● Problem to solve
Copy out each line of the entries where the word "edge" is present.

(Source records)

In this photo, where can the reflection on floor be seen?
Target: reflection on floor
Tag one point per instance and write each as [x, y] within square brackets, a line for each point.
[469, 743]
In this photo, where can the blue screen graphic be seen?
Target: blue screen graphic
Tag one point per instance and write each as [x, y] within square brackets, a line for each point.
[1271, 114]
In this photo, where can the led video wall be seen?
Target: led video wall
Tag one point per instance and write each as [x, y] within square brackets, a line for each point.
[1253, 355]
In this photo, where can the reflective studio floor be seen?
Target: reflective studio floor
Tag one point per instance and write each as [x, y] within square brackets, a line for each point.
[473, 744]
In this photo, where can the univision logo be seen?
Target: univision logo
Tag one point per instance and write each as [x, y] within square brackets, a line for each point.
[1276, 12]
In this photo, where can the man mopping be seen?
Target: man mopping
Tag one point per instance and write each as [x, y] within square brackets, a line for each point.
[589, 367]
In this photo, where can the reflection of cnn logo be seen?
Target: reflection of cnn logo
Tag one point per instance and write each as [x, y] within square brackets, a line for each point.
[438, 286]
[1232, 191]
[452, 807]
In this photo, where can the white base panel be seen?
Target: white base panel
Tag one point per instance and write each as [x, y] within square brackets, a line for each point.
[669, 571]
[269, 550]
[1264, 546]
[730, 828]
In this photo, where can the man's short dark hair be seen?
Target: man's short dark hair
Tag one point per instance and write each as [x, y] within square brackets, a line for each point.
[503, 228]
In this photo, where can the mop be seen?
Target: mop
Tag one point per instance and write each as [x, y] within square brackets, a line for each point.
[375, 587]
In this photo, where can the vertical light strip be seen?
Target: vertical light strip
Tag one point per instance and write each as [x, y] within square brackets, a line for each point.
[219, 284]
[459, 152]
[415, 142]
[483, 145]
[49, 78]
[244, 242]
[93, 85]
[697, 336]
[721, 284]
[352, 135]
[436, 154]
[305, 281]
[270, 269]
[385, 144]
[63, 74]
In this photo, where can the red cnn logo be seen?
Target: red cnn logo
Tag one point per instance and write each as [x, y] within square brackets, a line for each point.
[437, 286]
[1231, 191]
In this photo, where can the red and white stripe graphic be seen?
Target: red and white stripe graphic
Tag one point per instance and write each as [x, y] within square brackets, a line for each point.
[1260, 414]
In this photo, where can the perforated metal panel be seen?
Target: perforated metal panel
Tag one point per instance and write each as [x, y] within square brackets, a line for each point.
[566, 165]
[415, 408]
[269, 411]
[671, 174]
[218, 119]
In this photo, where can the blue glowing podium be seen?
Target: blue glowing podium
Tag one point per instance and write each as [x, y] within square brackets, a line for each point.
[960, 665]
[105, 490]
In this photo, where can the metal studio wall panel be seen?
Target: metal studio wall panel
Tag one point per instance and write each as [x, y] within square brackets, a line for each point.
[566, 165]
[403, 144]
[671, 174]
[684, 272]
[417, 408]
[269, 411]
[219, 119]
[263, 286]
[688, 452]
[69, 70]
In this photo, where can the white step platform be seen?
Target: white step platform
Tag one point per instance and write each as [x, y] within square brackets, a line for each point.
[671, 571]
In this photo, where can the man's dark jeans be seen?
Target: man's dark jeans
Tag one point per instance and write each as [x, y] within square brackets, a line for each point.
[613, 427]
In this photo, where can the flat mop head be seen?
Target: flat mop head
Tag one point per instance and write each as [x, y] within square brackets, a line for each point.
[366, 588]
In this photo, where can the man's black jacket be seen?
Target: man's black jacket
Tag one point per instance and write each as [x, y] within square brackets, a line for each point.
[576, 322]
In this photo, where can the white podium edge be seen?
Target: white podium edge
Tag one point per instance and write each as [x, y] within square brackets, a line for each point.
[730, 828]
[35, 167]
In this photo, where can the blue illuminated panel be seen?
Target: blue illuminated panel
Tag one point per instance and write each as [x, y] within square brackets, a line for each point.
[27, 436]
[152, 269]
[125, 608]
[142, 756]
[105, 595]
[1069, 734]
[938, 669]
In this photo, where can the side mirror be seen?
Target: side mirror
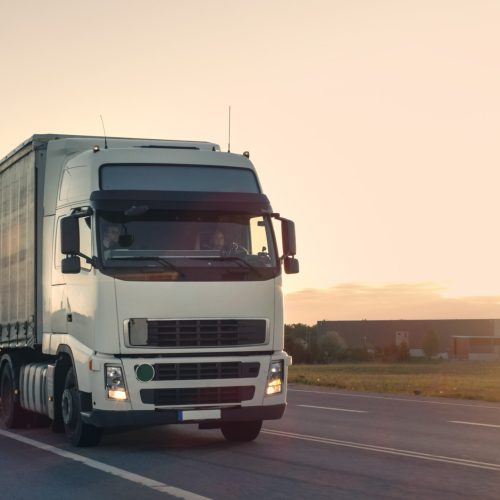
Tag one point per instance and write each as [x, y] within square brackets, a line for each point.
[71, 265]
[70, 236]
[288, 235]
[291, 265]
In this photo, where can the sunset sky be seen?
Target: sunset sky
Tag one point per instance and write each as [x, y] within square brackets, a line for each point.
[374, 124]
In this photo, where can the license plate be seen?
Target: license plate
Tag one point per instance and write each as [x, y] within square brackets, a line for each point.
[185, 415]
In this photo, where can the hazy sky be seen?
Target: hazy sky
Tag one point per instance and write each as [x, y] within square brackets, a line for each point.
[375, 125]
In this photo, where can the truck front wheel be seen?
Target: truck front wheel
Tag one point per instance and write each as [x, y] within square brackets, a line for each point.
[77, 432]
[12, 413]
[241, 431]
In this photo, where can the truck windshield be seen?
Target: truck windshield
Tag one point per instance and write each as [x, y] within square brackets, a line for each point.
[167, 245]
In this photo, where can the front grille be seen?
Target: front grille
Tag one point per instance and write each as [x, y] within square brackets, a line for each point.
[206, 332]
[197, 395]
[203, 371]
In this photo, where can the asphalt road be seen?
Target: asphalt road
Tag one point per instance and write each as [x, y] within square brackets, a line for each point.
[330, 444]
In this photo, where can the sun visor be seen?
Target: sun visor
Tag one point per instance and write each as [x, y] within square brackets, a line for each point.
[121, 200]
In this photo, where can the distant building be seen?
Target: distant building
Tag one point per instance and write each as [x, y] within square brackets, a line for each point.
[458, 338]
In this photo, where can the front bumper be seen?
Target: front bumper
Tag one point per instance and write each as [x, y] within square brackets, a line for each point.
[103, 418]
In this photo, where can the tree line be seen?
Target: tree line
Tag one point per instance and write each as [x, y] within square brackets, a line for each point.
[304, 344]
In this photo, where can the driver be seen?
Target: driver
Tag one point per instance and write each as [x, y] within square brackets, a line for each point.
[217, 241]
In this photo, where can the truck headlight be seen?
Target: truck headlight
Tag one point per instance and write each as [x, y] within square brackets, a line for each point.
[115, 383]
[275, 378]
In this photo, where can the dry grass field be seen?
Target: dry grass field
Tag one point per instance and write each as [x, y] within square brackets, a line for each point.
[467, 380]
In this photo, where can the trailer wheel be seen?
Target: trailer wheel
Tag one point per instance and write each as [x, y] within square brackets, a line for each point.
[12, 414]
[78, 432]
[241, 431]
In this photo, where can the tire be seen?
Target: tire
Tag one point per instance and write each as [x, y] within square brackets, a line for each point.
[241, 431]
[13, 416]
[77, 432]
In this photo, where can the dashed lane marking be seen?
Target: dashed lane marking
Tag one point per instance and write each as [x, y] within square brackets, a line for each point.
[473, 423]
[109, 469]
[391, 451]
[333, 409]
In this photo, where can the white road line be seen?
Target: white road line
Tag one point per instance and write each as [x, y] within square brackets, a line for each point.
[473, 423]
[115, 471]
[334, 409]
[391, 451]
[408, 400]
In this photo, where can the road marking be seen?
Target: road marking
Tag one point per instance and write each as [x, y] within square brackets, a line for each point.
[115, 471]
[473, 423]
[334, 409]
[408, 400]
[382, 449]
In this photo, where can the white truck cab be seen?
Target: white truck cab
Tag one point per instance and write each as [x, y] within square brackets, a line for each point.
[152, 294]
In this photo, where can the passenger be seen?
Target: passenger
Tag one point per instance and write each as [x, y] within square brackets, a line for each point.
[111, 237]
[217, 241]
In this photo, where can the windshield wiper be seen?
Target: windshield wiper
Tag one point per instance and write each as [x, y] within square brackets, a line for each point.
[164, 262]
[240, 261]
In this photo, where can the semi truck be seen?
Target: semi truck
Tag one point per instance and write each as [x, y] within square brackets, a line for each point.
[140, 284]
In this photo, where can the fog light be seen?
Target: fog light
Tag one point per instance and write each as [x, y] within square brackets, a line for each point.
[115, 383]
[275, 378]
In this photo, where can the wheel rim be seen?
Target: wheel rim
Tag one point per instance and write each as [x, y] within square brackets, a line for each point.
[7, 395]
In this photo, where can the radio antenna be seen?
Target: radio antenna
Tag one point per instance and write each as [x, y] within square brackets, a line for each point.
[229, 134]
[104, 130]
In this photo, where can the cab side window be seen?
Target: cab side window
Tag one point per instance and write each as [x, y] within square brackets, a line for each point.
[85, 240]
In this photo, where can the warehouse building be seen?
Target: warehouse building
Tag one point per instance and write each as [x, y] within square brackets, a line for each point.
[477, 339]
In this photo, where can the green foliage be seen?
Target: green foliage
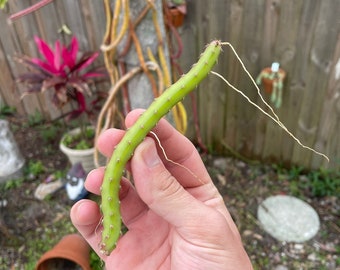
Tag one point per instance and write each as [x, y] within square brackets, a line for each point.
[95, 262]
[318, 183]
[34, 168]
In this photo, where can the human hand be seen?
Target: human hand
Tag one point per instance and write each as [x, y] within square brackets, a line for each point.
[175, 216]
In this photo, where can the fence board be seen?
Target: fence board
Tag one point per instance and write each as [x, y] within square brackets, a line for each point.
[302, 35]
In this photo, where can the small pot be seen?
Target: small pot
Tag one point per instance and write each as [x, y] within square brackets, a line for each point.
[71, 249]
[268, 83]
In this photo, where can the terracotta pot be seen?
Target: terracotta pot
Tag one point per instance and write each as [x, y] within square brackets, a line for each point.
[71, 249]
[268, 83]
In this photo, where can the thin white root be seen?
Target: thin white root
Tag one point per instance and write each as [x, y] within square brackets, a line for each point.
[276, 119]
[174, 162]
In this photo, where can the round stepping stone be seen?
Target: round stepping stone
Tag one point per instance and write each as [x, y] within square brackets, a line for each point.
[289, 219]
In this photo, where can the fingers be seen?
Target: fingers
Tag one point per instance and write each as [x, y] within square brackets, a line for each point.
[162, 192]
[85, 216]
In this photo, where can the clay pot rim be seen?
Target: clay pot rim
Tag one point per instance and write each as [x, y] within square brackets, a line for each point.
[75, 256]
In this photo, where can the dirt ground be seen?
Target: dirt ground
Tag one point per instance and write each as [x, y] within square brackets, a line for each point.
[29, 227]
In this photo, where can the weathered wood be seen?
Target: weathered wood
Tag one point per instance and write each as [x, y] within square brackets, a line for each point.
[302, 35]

● Exercise solution
In this photo, where can the white podium edge be seen?
Target: white podium edge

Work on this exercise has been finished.